## [Task instructions]
A complete copy of the entries, exactly as written, is the expected result.

Data excerpts:
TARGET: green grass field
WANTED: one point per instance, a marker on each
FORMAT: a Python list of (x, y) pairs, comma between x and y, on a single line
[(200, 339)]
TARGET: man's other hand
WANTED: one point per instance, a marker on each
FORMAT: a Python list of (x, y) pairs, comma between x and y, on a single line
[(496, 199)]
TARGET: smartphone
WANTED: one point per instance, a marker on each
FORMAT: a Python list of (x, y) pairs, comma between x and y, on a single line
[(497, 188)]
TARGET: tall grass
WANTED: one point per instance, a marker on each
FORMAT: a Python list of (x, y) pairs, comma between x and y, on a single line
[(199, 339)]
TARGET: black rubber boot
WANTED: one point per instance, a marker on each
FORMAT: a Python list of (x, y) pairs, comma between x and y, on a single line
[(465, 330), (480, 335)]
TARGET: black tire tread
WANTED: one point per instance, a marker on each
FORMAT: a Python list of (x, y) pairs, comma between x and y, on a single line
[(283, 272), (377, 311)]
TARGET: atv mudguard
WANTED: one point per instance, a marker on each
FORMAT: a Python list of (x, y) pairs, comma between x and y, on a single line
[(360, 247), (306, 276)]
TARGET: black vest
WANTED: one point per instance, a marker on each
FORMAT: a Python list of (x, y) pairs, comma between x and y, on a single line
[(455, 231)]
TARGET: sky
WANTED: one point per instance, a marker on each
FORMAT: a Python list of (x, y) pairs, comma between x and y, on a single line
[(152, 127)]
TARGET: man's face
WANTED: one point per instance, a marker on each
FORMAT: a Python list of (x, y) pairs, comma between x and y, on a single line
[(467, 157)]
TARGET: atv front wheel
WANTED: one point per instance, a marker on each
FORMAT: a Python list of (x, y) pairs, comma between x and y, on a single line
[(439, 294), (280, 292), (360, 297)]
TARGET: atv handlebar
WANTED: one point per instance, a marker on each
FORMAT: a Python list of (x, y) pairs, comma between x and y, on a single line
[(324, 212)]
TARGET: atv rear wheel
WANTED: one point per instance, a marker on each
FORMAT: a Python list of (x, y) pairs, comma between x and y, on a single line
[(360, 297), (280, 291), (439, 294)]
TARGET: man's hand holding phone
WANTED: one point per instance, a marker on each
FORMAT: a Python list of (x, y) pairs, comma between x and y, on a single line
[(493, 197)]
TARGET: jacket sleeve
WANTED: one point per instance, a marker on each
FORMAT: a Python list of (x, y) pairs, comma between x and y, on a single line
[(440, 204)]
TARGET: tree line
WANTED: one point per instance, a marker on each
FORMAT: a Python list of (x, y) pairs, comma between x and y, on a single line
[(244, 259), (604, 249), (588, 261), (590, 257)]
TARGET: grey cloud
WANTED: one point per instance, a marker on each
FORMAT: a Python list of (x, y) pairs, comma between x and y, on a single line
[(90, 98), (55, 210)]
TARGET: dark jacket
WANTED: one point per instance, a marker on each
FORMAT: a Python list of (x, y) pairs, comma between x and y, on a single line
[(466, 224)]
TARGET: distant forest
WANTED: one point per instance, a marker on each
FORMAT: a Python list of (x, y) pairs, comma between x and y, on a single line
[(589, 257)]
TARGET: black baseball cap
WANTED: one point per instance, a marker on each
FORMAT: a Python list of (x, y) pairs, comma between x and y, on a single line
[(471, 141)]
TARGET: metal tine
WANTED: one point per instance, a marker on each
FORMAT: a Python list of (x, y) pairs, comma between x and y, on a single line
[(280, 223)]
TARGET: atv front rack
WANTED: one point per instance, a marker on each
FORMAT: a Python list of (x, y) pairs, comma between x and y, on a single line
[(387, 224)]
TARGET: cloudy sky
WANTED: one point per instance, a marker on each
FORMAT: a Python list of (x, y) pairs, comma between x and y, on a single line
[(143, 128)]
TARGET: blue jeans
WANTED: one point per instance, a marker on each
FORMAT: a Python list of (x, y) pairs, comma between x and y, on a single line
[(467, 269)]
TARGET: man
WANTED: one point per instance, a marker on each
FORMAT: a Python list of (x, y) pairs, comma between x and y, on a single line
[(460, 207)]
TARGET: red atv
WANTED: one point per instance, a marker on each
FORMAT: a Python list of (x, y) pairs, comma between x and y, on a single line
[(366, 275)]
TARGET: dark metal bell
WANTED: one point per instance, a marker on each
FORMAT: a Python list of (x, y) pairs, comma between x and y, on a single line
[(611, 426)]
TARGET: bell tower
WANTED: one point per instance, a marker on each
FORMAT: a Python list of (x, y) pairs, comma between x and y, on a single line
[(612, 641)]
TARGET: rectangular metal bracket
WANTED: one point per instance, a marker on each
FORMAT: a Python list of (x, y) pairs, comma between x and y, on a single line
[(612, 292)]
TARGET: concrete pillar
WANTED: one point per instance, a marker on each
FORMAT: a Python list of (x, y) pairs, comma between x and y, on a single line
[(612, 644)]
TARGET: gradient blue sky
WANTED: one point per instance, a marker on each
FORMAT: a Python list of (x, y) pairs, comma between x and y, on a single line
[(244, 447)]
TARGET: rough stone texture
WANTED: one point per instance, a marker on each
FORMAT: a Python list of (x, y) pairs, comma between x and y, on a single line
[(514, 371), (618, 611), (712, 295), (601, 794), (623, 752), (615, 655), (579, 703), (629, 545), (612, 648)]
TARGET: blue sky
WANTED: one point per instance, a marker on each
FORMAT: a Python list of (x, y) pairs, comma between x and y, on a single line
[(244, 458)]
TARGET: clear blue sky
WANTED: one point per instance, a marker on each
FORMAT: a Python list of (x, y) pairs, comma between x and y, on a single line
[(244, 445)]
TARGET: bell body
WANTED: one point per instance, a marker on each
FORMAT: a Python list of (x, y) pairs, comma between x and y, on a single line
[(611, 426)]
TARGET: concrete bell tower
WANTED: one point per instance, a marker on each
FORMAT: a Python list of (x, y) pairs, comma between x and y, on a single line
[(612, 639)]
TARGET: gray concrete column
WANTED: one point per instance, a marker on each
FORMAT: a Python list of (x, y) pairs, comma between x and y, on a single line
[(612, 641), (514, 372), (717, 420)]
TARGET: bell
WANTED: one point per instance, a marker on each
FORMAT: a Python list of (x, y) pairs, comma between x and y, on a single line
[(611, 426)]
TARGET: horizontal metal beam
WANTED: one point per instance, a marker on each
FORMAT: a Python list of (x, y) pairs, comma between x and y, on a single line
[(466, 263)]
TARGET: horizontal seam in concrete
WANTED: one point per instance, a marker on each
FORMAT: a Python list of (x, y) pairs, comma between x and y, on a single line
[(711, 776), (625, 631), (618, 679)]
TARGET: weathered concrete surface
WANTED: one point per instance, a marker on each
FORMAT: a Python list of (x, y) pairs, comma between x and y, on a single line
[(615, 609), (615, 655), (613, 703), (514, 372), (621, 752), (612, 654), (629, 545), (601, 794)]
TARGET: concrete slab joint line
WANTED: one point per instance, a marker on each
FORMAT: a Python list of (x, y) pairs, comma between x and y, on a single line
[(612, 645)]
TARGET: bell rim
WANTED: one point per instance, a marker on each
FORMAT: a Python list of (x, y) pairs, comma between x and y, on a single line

## [Result below]
TARGET: green grass field
WANTED: one point per instance, a marker on each
FORMAT: a Python list of (x, y) pairs, comma between x and y, on a single line
[(200, 339)]
TARGET: man's other hand
WANTED: one point per instance, a marker on each
FORMAT: a Python list of (x, y) pairs, comma between x and y, on a single line
[(496, 199)]
TARGET: smartphone
WANTED: one point per instance, a marker on each
FORMAT: a Python list of (x, y) pairs, comma between x and y, on a single line
[(497, 188)]
TARGET: tall grass
WANTED: one point per instance, a marker on each
FORMAT: a Python list of (x, y) pairs, comma between x and y, on a single line
[(199, 339)]
TARGET: black rubber boot
WANTED: one point per instance, a marker on each
FORMAT: a Python list of (x, y) pairs, comma between x and y, on a single line
[(465, 330), (480, 335)]
TARGET: black tire tread
WANTED: one point per instance, a marker on each
FORMAT: a Python list of (x, y) pairs, comma between x and y, on a single line
[(283, 272), (377, 311)]
TARGET: atv mudguard
WANTED: one point per instance, a marker on each
FORMAT: a Python list of (x, y) pairs, comma between x and y, on a single line
[(360, 247), (306, 276)]
TARGET: black vest
WANTED: one point per instance, a marker on each
FORMAT: a Python list of (x, y) pairs, comma between x and y, on a single line
[(455, 231)]
TARGET: sky
WANTED: one point per instance, a marker on each
FORMAT: a Python list of (x, y) pairs, comma between x and y, on a single line
[(152, 127)]
TARGET: man's face
WANTED: one point per instance, a marker on each
FORMAT: a Python list of (x, y) pairs, comma between x and y, on a single line
[(467, 157)]
TARGET: atv front wheel
WANTED: one point per instance, a marker on each
FORMAT: a Python list of (x, y) pairs, comma between x and y, on a single line
[(439, 294), (280, 292), (360, 297)]
TARGET: atv handlebar
WANTED: one point per instance, a marker on each
FORMAT: a Python list of (x, y) pairs, comma between x and y, on a single line
[(324, 212)]
TARGET: atv rear wheel
WANTED: one point per instance, a marker on each
FORMAT: a Python list of (x, y) pairs, comma between x and y, on a single line
[(360, 297), (280, 291), (439, 294)]
TARGET: man's hand holding phone
WANTED: one point per instance, a marker on each
FORMAT: a Python list of (x, y) pairs, comma between x and y, on a single line
[(493, 197)]
TARGET: jacket sleeve
WANTED: one point per instance, a marker on each
FORMAT: a Python list of (x, y) pairs, comma between x and y, on a single line
[(440, 204)]
TARGET: tree line
WANTED: one point per instance, a marker on each
FORMAT: a Python list of (x, y) pairs, comma between x and y, on a single line
[(244, 259), (604, 249), (588, 261), (590, 257)]
TARGET: grey cloud
WANTED: one point per instance, a marker on each
FORMAT: a Python list of (x, y) pairs, comma between x and y, on a single line
[(90, 98), (55, 210)]
TARGET: dark jacket
WANTED: one point per instance, a marker on each
FORMAT: a Python list of (x, y) pairs, comma between x and y, on a single line
[(466, 224)]
TARGET: distant forest
WANTED: one point per instance, a marker on each
FORMAT: a Python list of (x, y) pairs, comma between x and y, on a single line
[(589, 257)]
TARGET: black baseball cap
WANTED: one point per instance, a marker on each
FORMAT: a Python list of (x, y) pairs, comma between x and y, on a single line
[(471, 141)]
TARGET: metal tine
WANTED: one point per instance, a marker on each
FORMAT: a Python list of (x, y) pairs, comma between x and y, on a single line
[(280, 223)]
TARGET: atv front rack
WANTED: one point per instance, a marker on each
FORMAT: a Python list of (x, y) pairs, comma between x and y, on a single line
[(387, 224)]
TARGET: cloudy sky
WANTED: one point per instance, a marker on each
FORMAT: a Python list of (x, y) pairs, comma between x and y, on a single line
[(143, 128)]
TARGET: blue jeans
WANTED: one point per instance, a marker on each
FORMAT: a Python list of (x, y) pairs, comma between x and y, on a single line
[(467, 269)]
TARGET: man
WANTED: one point per instance, a marker on each
FORMAT: a Python list of (x, y) pairs, comma between x and y, on a single line
[(460, 207)]
TARGET: red atv
WANTED: one point per instance, a marker on each
FORMAT: a Python list of (x, y) pairs, comma between x and y, on a single line
[(366, 275)]
TARGET: dark metal bell
WANTED: one point per instance, a marker on each
FORMAT: a Python list of (x, y) pairs, comma between x and y, on a single line
[(611, 426)]
TARGET: bell tower
WANTED: one point per instance, a marker on each
FORMAT: a Python list of (x, y) pairs, comma between x and y, on a single line
[(612, 641)]
TARGET: rectangular metal bracket
WANTED: one point per instance, a marker on each
FORMAT: a Python list of (x, y) pairs, comma between x and y, on a single line
[(612, 292)]
TARGET: concrete pillar
WANTED: one point per instance, a marker on each
FORMAT: a Python list of (x, y) pairs, comma between x and y, on a single line
[(612, 644)]
TARGET: gradient blue sky
WANTED: one point per instance, a marker on each
FORMAT: a Python list of (x, y) pairs, comma between x and y, on a single line
[(244, 447)]
TARGET: rough stone texture
WANTED: one point per instance, a marker on each
FORMAT: a Python list of (x, y) pairs, comma between x and y, on a single line
[(514, 371), (618, 611), (712, 295), (601, 794), (623, 752), (615, 655), (579, 703), (629, 545), (612, 648)]
TARGET: blue sky
WANTED: one point per instance, a marker on each
FORMAT: a Python list of (x, y) pairs, comma between x and y, on a single line
[(244, 458)]
TARGET: clear blue sky
WANTED: one point per instance, a marker on each
FORMAT: a Python list of (x, y) pairs, comma between x and y, on a single line
[(244, 445)]
TARGET: bell body
WANTED: one point per instance, a marker on each
FORMAT: a Python list of (x, y) pairs, comma between x and y, on a single line
[(611, 426)]
TARGET: concrete bell tower
WANTED: one point per instance, a marker on each
FORMAT: a Python list of (x, y) pairs, comma between x and y, on a single line
[(612, 639)]
TARGET: gray concrete column
WANTED: one point per instance, a marker on each
FORMAT: a Python list of (x, y) pairs, comma between x and y, on a single line
[(612, 641), (514, 372), (717, 420)]
TARGET: bell
WANTED: one point per instance, a marker on each
FORMAT: a Python list of (x, y) pairs, comma between x and y, on a single line
[(611, 426)]
TARGET: horizontal metal beam
WANTED: one point per instance, a marker on each
FORMAT: a Python list of (x, y) pairs, comma between x and y, on a single line
[(466, 263)]
TARGET: horizontal seam in concrete
WANTED: one point per instance, a marker on each
FORMAT: a Python list of (x, y) pairs, comma between x and y, on a single line
[(711, 776), (625, 631), (618, 679)]
TARGET: weathered concrete surface
WANTED: one point per instance, a marker on each
FORMAT: a Python list of (x, y) pairs, comma between x and y, on a single line
[(615, 609), (615, 655), (613, 703), (514, 372), (621, 752), (612, 654), (629, 545), (601, 794)]
TARGET: concrete slab joint line
WANTED: one point per instance, a marker on each
FORMAT: a Python list of (x, y) pairs, comma between x and y, on a single line
[(612, 645)]
TARGET: bell rim
WANTED: one point per instance, a marker on each
FORMAT: a Python list of (x, y) pairs, comma between x and y, on a single line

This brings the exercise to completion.